Stored data entries
********

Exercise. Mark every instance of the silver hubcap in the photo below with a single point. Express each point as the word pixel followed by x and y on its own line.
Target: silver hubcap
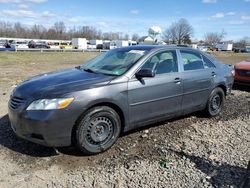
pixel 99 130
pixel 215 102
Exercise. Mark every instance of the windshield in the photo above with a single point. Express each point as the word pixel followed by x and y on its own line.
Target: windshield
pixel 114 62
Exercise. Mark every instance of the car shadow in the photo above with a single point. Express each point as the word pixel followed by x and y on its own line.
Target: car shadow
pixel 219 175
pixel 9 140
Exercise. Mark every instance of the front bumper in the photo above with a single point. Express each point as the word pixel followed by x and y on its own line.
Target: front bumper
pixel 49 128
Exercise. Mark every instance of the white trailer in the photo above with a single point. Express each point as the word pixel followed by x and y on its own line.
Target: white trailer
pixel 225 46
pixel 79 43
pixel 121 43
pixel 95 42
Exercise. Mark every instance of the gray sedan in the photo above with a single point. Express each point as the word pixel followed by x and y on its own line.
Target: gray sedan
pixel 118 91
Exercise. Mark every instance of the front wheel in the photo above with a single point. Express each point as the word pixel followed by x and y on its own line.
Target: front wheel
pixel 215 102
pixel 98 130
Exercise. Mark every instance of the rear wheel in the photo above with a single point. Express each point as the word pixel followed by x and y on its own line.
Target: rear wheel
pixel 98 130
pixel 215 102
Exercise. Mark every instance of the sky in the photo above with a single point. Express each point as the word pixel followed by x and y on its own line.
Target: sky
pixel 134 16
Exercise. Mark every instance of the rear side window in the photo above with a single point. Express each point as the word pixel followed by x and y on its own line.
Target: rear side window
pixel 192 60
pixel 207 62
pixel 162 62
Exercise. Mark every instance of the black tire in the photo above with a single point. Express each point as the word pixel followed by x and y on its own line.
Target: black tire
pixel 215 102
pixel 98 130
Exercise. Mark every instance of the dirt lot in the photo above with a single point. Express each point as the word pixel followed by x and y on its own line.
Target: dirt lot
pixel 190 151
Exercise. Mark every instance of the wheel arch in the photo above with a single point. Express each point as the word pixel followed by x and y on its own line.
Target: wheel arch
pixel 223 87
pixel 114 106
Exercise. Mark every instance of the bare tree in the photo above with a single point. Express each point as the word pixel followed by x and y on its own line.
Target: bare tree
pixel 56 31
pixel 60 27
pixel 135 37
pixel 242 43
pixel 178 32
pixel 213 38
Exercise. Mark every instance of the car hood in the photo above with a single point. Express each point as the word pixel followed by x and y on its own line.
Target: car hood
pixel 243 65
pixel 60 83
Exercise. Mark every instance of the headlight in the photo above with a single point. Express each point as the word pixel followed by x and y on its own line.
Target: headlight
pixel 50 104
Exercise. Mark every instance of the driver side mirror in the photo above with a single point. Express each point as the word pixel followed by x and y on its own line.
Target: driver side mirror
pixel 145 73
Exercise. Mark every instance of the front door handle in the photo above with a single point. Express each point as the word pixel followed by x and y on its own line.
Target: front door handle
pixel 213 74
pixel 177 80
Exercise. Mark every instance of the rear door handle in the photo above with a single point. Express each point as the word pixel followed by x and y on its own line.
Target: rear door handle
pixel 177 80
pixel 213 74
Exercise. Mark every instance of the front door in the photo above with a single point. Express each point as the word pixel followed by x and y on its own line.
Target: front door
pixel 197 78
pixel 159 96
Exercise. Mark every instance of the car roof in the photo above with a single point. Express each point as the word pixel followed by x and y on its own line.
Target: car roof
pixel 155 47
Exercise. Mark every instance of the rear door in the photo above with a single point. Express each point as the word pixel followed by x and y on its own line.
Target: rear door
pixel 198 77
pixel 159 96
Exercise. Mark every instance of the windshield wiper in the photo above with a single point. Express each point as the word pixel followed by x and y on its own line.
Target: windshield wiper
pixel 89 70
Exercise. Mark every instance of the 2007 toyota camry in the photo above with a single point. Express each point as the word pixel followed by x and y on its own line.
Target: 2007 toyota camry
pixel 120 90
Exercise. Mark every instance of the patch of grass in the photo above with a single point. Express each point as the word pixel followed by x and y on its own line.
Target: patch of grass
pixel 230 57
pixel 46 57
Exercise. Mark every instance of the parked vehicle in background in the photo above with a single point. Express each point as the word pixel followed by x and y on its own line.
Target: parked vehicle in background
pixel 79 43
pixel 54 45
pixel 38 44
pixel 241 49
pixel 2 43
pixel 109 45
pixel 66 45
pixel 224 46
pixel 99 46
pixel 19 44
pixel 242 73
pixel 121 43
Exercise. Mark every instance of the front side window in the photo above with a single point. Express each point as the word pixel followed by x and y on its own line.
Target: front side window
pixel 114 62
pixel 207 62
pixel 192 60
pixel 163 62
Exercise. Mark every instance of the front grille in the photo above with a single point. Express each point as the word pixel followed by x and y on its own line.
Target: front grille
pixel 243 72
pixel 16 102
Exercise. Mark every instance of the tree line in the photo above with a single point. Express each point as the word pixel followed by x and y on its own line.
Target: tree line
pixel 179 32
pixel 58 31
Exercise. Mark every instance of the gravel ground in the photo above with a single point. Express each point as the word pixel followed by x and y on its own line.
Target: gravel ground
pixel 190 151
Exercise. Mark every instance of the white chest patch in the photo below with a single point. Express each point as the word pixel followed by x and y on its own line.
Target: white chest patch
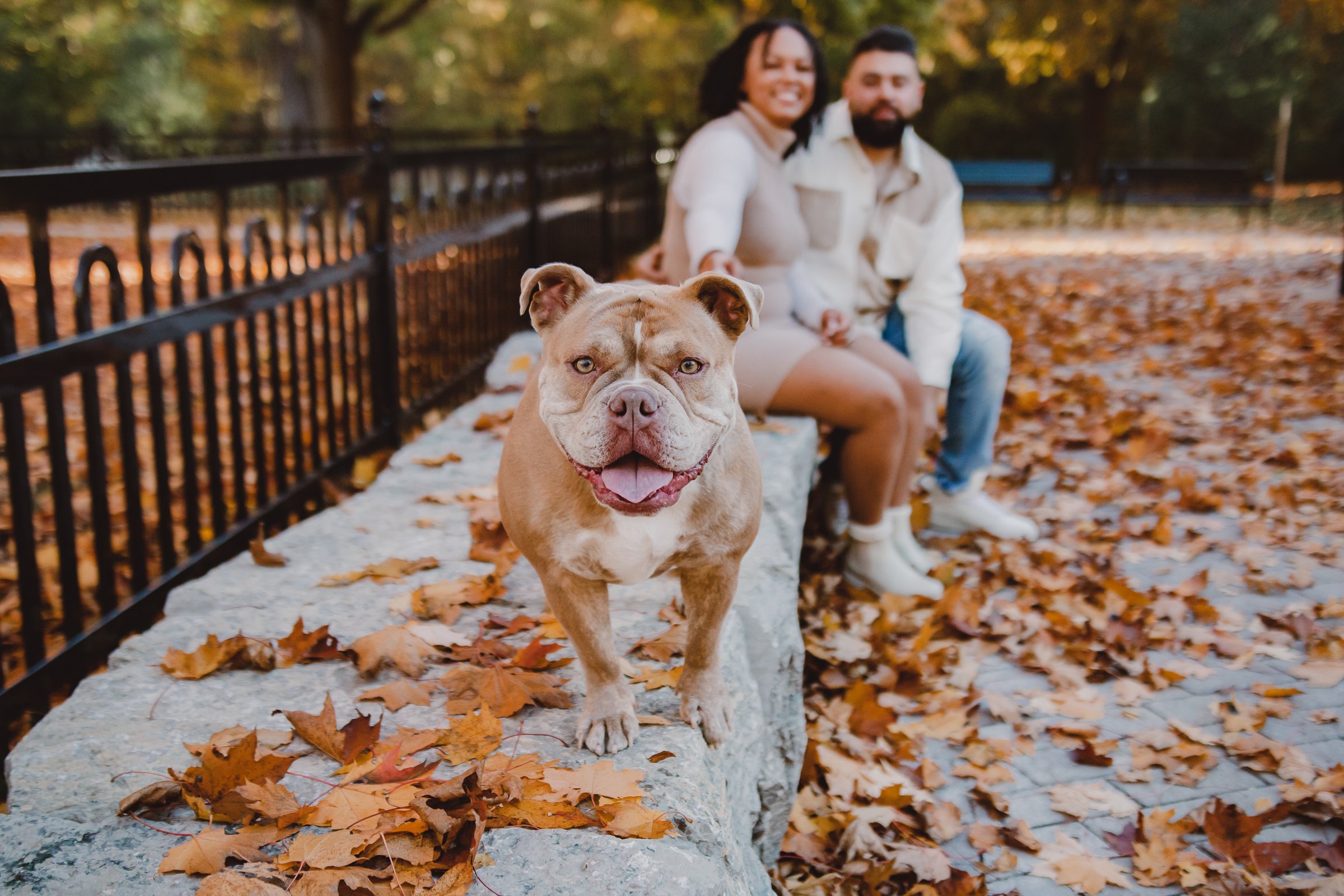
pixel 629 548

********

YOUR TASK
Reply with only the number of lines in the entries that contain the word "below".

WRITTEN ANSWER
2